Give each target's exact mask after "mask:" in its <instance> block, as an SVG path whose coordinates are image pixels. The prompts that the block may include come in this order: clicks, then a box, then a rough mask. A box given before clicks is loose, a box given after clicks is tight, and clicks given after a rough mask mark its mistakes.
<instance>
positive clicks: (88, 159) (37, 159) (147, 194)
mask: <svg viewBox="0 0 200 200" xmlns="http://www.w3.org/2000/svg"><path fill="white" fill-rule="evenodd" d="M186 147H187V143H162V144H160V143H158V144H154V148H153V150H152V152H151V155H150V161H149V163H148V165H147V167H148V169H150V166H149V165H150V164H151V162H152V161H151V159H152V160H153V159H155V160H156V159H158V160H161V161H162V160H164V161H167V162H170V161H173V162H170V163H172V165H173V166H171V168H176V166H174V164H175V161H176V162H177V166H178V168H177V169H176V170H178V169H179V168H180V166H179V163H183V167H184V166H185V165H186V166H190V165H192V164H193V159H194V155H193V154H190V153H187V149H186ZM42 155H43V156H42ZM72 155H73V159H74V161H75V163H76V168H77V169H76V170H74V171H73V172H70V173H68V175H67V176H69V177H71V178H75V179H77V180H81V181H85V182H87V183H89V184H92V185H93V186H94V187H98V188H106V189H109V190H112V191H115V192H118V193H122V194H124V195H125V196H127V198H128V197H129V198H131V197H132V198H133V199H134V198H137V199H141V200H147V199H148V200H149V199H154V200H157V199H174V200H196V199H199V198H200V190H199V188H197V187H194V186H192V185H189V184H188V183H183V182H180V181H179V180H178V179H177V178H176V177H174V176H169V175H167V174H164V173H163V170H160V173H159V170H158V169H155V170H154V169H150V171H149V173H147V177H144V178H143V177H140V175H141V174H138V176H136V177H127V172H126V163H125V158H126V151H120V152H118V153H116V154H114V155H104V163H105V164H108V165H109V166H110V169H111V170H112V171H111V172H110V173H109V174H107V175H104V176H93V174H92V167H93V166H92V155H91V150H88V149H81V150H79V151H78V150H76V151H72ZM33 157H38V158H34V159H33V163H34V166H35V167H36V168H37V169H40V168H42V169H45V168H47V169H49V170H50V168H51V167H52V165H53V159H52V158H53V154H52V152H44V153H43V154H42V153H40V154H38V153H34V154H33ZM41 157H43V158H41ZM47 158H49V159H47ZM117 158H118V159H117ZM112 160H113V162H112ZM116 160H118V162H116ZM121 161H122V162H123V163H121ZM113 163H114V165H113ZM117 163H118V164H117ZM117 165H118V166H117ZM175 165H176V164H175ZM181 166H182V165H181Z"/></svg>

....

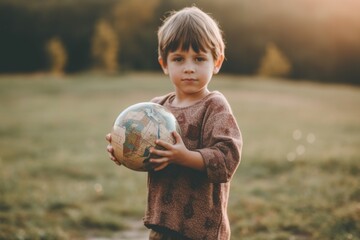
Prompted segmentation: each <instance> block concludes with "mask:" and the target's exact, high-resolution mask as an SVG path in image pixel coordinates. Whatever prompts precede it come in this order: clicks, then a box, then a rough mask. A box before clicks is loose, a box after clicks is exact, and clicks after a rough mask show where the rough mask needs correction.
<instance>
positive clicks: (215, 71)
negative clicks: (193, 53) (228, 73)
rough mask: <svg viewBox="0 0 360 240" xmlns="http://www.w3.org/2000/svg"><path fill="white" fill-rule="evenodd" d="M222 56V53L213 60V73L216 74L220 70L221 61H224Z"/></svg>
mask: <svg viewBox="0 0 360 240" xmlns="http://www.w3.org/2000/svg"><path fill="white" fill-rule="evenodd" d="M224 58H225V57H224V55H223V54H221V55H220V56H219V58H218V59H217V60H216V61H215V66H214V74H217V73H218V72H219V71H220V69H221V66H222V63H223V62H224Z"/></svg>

....

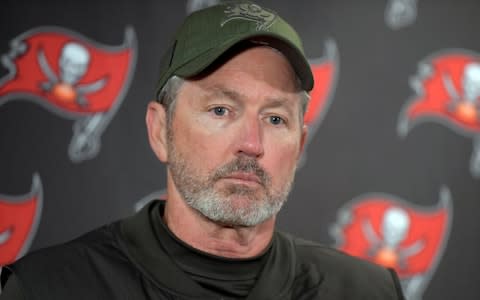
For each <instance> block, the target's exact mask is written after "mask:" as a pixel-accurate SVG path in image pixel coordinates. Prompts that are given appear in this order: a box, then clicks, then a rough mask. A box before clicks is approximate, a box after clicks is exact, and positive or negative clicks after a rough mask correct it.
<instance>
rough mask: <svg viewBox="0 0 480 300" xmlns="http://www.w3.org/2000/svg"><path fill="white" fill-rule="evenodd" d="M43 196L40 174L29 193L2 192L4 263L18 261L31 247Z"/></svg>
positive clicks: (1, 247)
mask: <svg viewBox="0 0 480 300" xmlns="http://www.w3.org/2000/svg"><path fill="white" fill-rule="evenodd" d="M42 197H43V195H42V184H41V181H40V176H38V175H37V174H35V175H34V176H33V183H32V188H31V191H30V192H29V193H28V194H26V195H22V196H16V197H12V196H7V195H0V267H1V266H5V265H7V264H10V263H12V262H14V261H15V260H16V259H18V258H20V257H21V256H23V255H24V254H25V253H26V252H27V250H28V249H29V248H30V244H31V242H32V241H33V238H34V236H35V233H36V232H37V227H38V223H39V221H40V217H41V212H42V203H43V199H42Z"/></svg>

....

> **Exercise**
How many lines of the listing hold the string "negative"? Give the number alone.

> **Expected answer**
2